Your instructions -> The records below need to be restated word for word.

:: The data ::

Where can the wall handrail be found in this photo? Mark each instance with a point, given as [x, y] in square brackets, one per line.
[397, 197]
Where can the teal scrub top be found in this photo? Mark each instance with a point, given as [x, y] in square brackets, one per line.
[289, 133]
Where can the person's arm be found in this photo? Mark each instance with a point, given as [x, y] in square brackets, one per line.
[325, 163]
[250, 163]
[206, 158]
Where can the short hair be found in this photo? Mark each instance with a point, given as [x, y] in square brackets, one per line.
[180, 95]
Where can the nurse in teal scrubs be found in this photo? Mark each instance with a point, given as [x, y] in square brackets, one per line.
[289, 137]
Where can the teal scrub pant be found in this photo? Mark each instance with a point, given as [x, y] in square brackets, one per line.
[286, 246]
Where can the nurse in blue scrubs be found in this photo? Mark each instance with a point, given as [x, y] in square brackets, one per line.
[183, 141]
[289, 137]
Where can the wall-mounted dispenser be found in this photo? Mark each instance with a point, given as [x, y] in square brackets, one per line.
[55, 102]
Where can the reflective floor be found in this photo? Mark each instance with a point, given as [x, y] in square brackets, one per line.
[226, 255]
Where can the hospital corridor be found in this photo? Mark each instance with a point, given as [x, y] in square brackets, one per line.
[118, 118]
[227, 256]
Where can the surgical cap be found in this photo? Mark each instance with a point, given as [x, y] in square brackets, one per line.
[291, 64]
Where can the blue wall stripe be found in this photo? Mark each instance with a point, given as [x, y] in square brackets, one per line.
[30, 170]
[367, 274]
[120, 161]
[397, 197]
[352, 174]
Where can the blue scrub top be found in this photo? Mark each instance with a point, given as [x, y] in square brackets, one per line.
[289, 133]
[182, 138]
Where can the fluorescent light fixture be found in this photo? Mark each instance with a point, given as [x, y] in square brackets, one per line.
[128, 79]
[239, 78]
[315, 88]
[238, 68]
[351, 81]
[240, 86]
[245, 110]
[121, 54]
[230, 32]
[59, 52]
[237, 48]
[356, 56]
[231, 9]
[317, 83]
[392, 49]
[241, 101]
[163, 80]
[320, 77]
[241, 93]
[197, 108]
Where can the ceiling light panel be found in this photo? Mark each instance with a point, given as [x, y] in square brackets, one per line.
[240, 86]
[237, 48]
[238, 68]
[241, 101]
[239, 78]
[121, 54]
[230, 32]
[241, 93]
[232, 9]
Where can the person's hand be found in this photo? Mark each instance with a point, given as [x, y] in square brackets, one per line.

:::

Solution to this task ->
Where can the wall handrail be found in this photo? Mark each instance with a point, given as [x, y] in square brackets, one per line.
[397, 197]
Where can the teal scrub top be found in this photo? Mark each instance with a point, given as [x, y] in square brackets, one per line.
[289, 133]
Where can the person's arm be found in this photo? Mark each instance with a point, given as [x, y] in square brackets, one per line.
[325, 163]
[250, 163]
[206, 158]
Where can the short hair be found in this photo? Mark each instance with a point, given as [x, y] in square brackets, one per line.
[180, 95]
Where can the nurse in teal scrubs be found in this photo? Mark each instance with a point, given as [x, y] in square brackets, one per line.
[289, 137]
Where can the teal scrub pant be found in this photo? Mark each instance with a point, given as [x, y] in square brackets, one per line.
[286, 246]
Where can the nurse in blue scrubs be found in this photo? Mark each instance with a point, given as [x, y] in square brackets, one per line.
[183, 141]
[289, 137]
Where can the wall-mounted dispenser be found in this photo? Mark each instance with a point, given as [x, y] in square brackets, one per line.
[55, 102]
Where can the reflective floor be found in this photo? Mark each instance with a point, given as [x, y] in square brackets, one per line.
[226, 255]
Where can the hospital corridor be found in this photo? Mark each instance with a point, given as [x, y] in square brackets, one per line.
[118, 118]
[227, 256]
Where can the surgical cap be found in this photo? Mark each instance with a point, given as [x, y] in square brackets, one per line.
[291, 64]
Where can the blue wall stripe be found in this photo? Mark each instance with a point, given as [x, y] in square brackets, one per line.
[30, 170]
[367, 274]
[120, 161]
[397, 197]
[352, 174]
Where can the blue scrub top be found in this photo? Mark each instance with a point, given as [x, y] in square brackets, one per line.
[289, 133]
[182, 138]
Where can the fluorescent light fixture be found in this photo? Mark each instance with a point, given as [x, y] in square brackets, one per line.
[128, 79]
[239, 78]
[315, 88]
[238, 68]
[351, 81]
[240, 86]
[245, 110]
[121, 54]
[230, 32]
[59, 52]
[237, 48]
[356, 56]
[231, 9]
[317, 83]
[392, 49]
[241, 101]
[163, 80]
[320, 77]
[241, 93]
[197, 108]
Where can the ceiling light panel be found in this photo? Mark each instance with a point, given as [x, y] in square brackets, one per line.
[240, 86]
[237, 48]
[238, 68]
[241, 101]
[239, 78]
[121, 54]
[230, 32]
[241, 93]
[232, 9]
Where can the person's hand be found in this photo? Mark each instance with a point, given as [x, y] in square brackets, one per line.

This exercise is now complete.